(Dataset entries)

'''

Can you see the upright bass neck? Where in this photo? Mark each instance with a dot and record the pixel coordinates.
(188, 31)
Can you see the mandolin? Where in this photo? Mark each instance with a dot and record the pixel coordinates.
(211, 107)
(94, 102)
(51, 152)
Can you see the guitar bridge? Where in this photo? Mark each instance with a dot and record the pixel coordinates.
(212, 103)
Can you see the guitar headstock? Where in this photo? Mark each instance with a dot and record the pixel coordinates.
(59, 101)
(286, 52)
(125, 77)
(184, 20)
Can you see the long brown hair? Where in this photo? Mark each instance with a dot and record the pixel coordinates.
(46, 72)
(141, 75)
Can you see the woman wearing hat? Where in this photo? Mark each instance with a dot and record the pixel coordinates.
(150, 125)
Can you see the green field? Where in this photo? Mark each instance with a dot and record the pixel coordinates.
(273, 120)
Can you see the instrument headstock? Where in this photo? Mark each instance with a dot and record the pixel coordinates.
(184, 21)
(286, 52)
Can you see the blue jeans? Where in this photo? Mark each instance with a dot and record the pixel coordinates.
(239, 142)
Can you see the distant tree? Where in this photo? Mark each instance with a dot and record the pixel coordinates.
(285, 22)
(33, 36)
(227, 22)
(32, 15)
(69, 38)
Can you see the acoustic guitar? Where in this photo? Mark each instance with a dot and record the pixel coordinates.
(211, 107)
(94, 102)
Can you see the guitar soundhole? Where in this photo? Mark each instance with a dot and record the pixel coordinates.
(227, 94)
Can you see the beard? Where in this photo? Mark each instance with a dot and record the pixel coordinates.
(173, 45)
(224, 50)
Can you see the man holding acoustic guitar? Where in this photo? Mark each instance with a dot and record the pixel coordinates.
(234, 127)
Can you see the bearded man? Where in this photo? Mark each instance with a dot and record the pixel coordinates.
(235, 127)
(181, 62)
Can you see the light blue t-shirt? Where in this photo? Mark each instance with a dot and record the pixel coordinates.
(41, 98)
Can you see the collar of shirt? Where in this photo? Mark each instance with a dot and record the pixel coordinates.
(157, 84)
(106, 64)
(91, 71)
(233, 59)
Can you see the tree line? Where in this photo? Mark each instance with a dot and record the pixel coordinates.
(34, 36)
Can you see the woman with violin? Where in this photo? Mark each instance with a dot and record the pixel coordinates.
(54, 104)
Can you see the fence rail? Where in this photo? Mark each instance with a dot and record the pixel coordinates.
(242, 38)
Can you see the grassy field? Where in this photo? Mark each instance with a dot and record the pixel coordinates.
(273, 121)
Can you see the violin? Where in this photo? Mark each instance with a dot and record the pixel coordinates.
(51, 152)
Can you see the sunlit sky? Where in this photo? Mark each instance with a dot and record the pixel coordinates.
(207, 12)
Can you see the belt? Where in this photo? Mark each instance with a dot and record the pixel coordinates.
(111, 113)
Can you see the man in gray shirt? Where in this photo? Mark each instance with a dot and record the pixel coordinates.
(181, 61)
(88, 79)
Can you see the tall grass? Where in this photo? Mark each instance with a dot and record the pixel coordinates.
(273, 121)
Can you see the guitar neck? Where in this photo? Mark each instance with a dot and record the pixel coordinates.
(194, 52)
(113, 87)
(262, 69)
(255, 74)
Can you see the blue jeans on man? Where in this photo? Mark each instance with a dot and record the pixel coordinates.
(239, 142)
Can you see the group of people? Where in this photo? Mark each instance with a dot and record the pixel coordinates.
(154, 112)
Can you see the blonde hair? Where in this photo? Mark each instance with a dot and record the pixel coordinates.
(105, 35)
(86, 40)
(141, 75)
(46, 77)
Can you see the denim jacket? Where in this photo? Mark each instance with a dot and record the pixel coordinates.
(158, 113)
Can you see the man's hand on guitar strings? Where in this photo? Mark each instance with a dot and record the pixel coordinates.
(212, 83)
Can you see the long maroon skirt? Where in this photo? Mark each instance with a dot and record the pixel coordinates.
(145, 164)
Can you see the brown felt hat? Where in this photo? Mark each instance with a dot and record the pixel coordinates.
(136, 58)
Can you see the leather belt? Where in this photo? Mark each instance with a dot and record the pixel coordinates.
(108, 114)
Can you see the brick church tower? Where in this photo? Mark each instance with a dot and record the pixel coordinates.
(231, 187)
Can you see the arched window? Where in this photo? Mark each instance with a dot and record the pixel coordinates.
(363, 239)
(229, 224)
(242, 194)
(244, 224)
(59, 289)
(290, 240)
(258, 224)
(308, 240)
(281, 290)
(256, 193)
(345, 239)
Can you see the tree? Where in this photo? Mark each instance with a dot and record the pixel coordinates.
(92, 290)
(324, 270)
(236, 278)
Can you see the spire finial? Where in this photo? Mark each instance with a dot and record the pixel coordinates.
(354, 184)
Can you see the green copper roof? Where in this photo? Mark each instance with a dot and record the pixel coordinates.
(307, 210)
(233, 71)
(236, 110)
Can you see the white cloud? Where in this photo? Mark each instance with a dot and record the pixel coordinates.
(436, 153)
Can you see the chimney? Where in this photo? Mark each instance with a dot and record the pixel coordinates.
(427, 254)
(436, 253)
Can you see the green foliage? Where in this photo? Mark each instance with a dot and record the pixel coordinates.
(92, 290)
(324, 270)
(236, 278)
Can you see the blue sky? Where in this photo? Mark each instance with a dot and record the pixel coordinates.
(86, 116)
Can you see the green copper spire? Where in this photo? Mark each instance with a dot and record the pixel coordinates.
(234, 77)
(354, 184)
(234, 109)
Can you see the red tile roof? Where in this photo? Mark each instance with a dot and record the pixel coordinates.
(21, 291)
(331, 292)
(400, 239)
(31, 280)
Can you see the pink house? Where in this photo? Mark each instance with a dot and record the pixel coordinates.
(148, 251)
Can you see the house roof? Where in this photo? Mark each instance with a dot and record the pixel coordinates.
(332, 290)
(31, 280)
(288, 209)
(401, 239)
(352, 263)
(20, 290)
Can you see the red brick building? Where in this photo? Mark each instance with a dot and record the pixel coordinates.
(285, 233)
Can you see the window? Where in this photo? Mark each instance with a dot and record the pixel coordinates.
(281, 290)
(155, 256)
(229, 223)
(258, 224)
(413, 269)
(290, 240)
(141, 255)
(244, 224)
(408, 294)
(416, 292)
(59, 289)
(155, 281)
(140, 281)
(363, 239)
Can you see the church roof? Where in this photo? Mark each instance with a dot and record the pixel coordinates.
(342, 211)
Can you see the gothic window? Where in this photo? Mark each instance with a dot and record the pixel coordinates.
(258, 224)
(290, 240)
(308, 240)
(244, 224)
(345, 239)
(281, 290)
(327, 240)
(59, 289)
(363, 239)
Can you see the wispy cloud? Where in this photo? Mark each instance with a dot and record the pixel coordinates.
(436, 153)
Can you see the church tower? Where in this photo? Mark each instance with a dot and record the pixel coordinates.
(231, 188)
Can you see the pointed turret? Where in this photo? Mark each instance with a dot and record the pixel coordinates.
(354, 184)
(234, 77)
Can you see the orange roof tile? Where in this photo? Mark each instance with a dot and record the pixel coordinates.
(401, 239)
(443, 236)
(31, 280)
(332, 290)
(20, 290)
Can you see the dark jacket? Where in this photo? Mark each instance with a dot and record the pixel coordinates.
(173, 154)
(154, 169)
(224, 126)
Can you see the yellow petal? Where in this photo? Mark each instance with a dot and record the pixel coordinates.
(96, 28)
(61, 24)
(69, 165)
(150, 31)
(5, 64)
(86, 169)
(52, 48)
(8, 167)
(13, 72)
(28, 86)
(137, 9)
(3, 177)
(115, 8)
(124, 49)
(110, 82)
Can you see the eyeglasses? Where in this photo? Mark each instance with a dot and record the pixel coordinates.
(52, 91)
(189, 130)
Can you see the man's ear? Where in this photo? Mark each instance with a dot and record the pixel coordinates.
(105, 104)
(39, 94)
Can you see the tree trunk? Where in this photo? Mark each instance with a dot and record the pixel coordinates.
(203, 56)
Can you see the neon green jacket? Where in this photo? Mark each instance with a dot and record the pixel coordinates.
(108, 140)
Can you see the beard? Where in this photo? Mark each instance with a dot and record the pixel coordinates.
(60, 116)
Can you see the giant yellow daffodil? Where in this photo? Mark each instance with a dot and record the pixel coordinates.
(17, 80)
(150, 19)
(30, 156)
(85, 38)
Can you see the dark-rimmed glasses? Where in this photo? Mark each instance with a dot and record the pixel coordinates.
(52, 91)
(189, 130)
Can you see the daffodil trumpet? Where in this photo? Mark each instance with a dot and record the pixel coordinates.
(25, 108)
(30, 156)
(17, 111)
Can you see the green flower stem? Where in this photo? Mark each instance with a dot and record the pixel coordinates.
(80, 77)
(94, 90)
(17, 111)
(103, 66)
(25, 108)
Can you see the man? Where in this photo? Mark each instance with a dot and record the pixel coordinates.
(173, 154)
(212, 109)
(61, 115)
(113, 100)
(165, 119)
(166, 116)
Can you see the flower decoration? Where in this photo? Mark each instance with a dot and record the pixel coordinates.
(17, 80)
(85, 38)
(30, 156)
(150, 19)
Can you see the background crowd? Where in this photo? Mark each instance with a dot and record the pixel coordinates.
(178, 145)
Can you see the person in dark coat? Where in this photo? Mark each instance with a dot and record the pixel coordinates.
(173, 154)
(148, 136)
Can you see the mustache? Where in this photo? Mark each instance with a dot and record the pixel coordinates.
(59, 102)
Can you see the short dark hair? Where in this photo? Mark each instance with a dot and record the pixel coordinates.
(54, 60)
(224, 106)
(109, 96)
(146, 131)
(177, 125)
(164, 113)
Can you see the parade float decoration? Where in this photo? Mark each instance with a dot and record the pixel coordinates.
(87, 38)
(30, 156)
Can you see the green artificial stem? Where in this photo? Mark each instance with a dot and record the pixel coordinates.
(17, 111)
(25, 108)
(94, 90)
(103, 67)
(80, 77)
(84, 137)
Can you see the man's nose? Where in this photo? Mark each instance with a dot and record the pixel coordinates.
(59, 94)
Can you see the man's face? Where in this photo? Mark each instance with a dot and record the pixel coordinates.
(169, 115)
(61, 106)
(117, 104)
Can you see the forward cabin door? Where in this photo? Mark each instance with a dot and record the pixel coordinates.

'''

Aim of the task
Copy the lines above exactly, beginning at the line containing "Can you see the parade" and stopping at the last line.

Task solution
Can you see the parade float decoration? Where in this photo? Mark each instance with a dot and record the pixel coordinates.
(87, 38)
(30, 156)
Can you see the green artificial stem? Where in this photo? Mark each instance with a dot and record the pixel coordinates.
(17, 111)
(25, 108)
(94, 90)
(103, 67)
(80, 77)
(84, 137)
Can you see the man's nose? Where in this photo? Mark each instance with a dot and record the pixel coordinates.
(59, 94)
Can you see the man's face? Where in this photo? Mark each instance with a dot and record the pixel coordinates.
(169, 115)
(61, 106)
(117, 104)
Can you see the forward cabin door? Where in this photo? Mark each instance with a dot and record the pixel coordinates.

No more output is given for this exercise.